[Dataset excerpts]
== == ==

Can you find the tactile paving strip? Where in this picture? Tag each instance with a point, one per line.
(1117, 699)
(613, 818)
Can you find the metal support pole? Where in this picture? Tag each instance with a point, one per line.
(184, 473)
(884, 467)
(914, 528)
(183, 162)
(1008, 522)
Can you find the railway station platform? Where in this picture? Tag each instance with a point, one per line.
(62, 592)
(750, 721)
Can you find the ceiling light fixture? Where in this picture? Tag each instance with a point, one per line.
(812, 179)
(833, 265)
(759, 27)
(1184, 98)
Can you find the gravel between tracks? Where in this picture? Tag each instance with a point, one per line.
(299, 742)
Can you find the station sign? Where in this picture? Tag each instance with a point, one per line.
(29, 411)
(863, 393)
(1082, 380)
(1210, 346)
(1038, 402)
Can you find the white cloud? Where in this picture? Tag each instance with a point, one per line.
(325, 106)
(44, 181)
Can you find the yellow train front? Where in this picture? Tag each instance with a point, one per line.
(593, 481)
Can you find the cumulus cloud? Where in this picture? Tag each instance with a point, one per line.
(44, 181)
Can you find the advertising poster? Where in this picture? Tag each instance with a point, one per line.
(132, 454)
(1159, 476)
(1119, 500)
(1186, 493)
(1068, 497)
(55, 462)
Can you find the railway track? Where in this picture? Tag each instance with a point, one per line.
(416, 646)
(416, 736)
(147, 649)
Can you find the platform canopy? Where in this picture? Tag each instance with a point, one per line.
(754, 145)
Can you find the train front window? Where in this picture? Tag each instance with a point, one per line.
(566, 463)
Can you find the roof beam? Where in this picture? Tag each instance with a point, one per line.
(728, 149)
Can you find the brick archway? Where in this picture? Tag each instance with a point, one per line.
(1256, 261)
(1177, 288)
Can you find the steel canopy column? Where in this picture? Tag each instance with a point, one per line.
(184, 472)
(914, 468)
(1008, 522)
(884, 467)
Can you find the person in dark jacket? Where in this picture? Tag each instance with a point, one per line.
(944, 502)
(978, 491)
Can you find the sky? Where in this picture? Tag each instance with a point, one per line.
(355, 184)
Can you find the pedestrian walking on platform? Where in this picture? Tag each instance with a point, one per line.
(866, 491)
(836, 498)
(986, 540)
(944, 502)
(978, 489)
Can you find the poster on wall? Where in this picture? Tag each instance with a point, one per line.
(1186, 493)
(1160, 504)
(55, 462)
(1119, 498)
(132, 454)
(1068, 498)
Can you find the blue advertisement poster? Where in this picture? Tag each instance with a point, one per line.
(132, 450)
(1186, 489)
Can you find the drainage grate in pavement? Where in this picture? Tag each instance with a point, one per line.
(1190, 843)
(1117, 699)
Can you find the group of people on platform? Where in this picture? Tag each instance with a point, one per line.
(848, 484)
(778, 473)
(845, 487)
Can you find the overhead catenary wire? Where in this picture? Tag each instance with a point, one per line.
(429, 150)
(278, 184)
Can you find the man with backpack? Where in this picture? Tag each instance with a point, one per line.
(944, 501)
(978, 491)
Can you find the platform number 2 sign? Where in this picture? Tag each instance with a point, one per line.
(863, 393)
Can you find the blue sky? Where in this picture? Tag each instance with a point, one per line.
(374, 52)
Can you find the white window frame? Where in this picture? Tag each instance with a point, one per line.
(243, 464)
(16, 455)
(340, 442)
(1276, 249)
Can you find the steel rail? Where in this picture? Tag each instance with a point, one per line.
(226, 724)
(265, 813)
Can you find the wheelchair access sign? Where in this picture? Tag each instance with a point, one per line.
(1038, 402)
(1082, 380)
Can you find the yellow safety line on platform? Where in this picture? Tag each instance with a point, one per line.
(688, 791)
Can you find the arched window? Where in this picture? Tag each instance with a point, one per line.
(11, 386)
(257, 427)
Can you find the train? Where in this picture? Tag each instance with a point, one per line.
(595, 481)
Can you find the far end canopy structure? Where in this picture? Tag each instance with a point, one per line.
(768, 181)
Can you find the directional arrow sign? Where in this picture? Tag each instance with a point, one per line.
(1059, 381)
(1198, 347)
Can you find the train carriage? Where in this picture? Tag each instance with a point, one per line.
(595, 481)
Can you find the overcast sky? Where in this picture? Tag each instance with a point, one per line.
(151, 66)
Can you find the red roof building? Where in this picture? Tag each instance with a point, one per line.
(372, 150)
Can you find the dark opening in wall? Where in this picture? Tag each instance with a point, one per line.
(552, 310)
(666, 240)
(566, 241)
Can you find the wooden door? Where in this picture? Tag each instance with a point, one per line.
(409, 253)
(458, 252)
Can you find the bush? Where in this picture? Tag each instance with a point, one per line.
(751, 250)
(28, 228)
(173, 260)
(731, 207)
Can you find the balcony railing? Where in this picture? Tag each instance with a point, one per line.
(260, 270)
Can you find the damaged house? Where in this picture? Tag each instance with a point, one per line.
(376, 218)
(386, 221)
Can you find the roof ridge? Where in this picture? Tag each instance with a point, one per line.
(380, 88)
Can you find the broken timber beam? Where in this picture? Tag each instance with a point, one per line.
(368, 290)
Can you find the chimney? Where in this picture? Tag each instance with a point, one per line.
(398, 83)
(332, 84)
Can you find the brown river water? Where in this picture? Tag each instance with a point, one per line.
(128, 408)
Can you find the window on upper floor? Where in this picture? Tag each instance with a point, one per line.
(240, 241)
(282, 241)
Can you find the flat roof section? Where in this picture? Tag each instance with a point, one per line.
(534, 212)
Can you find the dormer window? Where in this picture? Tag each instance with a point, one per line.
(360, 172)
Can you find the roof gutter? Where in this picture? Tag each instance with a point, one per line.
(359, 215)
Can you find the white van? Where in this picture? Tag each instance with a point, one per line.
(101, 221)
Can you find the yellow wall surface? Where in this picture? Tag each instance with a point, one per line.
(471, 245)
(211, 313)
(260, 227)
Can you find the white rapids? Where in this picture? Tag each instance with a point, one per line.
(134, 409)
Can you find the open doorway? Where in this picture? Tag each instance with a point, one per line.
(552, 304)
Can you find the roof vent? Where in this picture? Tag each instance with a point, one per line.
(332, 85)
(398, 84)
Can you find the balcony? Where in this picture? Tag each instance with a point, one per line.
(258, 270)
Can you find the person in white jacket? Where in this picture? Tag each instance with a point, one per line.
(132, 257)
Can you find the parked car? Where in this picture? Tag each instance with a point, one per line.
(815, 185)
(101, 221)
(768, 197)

== == ==

**THE PROBLEM**
Take the lines from the one containing "Can you find the brown" through the final line of the entries above, and set them down exactly, with nothing added.

**RESULT BELOW**
Can you find the brown river water? Where in this picture? Tag each instance with a point, one per line.
(128, 408)
Can you find the window on upper floor? Where in this picture? Tag each instance with a point, one per line.
(240, 241)
(282, 241)
Can you find the flat roof section? Where in this picture? Tag each instance with a point, one per line.
(534, 212)
Can you find the dormer window? Where in this picture? Tag each instance with a point, one per line.
(360, 172)
Can you find the roof gutter? Where in this picture? Tag each instance with a point, one per line.
(359, 215)
Can you find the white van? Where in this picture? Tag each instance with a point, one per line.
(101, 221)
Can you find the yellow wall surface? Where in this picture? Tag each instance with a point, one per line.
(471, 245)
(211, 313)
(260, 227)
Can you find the white rapids? Where in this picture? Tag each instance with a point, one per line.
(134, 409)
Can you find the open doorway? Where in this picture? Tag each instance with a point, one per line.
(552, 304)
Can you find the roof vent? Where in this picture? Tag each instance with a point, one per line.
(332, 85)
(398, 84)
Can you find the balcony? Where in this picture? Tag each instance with a point, one per line.
(258, 270)
Can you find the person in white jacket? Where in this picture? Tag each instance with a point, one per line.
(132, 257)
Can you find the parked car? Where in this picture? Tag each instance with a point, one per line.
(815, 185)
(101, 221)
(768, 197)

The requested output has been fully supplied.